=== Problem A ===
Using the passage on Álvarez's singing career, decide whether each statement agrees with it, answering yes or no and quoting the words that settle it: (i) Álvarez gave his first American recital at the Folly Theater in Kansas City. (ii) Laura Claycomb had already sung at La Scala before the 1998 Linda di Chamounix production. (iii) The Zeffirelli production of La bohème was first created for Luciano Pavarotti.
*** Supplied passage ***
In January 2001, Álvarez sang his first American recital at the Folly Theater in Kansas City presented by the Harriman-Jewell Series which is noteworthy for introducing new singing talent to North America. Italian tenor Luciano Pavarotti made his professional recital debut on the Series in 1973, followed by other notable singers making their U.S. recital debuts over the years, including Mexican Francisco Araiza (1982), Canadian Ben Heppner (1997), Peruvian Juan Diego Flórez (2002), and Italian Salvatore Licitra(2005).

In the autumn of 2001, Álvarez portrayed the Duke in Scottish director David McVicar's new production of Rigoletto at the Royal Opera House in London with Italian baritone Paolo Gavanelli and German soprano Christine Schäfer. He performed in another McVicar production in 2009, this time in Verdi's Il trovatore at the Met with Sondra Radvanovsky, Dmitri Hvorostovsky and Dolora Zajick.

Álvarez made his house debut at Milan's Teatro alla Scala in a 1998 production of Linda di Chamounix with American soprano Laura Claycomb, who was also making her La Scala debut. In January 2002, he sang Alfredo in La traviata with Inva Mula in the inaugural performance of the new Teatro degli Arcimboldi in Milan, which was the temporary home for La Scala until 2004. He had additional performances at the Arcimboldi in 2002 and 2003 in role debuts of Donizetti's Lucrezia Borgia and Puccini's La bohème. That production of La bohème with Cristina Gallardo-Domas was by Franco Zeffirelli and had originally been created for Luciano Pavarotti.
*** Data for the task ***
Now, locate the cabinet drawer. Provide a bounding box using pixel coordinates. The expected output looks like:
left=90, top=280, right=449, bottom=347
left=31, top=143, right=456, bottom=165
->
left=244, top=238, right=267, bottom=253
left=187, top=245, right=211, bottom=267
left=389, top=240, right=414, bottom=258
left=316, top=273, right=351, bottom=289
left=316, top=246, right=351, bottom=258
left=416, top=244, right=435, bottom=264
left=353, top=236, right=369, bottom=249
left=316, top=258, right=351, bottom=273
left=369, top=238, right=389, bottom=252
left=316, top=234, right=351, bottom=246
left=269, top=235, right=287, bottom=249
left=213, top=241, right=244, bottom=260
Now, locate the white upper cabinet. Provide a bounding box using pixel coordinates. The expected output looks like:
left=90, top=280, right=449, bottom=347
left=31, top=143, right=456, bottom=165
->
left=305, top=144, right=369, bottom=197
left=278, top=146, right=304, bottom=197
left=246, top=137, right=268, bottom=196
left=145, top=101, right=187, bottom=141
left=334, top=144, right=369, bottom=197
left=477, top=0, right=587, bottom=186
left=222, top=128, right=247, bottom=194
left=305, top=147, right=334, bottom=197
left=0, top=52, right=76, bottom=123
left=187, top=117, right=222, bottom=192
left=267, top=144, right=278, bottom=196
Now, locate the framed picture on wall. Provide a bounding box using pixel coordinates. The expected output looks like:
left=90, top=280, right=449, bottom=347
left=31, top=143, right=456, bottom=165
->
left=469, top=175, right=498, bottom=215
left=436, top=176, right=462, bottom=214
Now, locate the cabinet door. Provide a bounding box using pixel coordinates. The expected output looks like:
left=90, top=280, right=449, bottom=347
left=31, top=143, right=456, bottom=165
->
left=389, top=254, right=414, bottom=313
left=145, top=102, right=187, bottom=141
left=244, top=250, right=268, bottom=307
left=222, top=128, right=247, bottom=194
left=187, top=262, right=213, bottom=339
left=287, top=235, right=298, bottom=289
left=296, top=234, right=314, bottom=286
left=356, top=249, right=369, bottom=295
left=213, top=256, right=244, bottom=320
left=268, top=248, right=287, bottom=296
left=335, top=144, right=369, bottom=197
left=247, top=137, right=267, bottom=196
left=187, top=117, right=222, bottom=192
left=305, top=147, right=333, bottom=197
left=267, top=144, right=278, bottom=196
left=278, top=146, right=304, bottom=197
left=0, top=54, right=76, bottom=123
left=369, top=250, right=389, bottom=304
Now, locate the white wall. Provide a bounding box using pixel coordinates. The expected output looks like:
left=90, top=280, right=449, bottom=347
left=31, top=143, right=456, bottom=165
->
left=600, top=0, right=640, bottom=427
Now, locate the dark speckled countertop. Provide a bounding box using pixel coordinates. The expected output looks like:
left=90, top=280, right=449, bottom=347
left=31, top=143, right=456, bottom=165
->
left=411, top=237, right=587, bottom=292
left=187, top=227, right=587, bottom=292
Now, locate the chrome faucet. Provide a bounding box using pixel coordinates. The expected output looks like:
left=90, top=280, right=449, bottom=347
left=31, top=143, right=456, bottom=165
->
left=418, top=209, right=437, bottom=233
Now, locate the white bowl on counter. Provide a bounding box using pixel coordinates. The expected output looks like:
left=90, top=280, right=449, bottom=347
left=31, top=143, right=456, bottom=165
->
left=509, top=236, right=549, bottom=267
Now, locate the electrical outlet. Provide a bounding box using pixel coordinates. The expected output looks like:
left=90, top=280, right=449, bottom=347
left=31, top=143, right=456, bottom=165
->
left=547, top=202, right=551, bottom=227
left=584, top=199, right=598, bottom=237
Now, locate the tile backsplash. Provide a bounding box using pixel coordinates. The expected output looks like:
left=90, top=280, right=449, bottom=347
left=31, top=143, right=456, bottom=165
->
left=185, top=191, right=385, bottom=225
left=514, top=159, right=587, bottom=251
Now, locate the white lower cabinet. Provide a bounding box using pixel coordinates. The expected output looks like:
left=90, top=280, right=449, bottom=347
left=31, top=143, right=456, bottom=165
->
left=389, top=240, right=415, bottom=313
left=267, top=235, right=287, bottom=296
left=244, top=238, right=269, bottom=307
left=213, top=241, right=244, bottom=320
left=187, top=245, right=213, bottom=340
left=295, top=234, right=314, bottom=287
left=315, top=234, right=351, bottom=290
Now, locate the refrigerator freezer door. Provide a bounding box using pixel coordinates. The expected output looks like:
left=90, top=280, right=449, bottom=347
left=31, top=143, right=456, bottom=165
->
***
=== Problem B ===
Copy out the section of the rows that begins with the line containing "Now, locate the dark" and ends with the line containing "left=514, top=159, right=587, bottom=251", both of those lines included.

=== Exercise response A ===
(i) Yes: "In January 2001, Álvarez sang his first American recital at the Folly Theater in Kansas City"
(ii) No: "who was also making her La Scala debut"
(iii) Yes: "had originally been created for Luciano Pavarotti"

=== Exercise response B ===
Now, locate the dark speckled countertop. Provide a bounding box using pixel coordinates. The expected output looks like:
left=90, top=280, right=449, bottom=347
left=31, top=143, right=456, bottom=165
->
left=411, top=237, right=587, bottom=292
left=187, top=227, right=587, bottom=292
Now, locate the chrome faucet. Provide a bounding box using pixel coordinates. The expected output looks like:
left=90, top=280, right=449, bottom=347
left=31, top=143, right=456, bottom=165
->
left=418, top=209, right=437, bottom=233
Now, locate the white bowl on counter. Provide a bounding box using pixel coordinates. The expected output looks like:
left=90, top=280, right=449, bottom=347
left=31, top=143, right=456, bottom=165
->
left=509, top=236, right=549, bottom=267
Now, locate the electrical outlet. Provide a bounding box using pixel coordinates. The expected output looks like:
left=90, top=280, right=449, bottom=347
left=31, top=143, right=456, bottom=165
->
left=547, top=202, right=551, bottom=227
left=584, top=199, right=598, bottom=237
Now, locate the tile backsplash. Provide a bounding box using pixel coordinates. The expected output looks like:
left=90, top=280, right=449, bottom=347
left=31, top=143, right=456, bottom=165
->
left=185, top=191, right=385, bottom=225
left=514, top=159, right=587, bottom=251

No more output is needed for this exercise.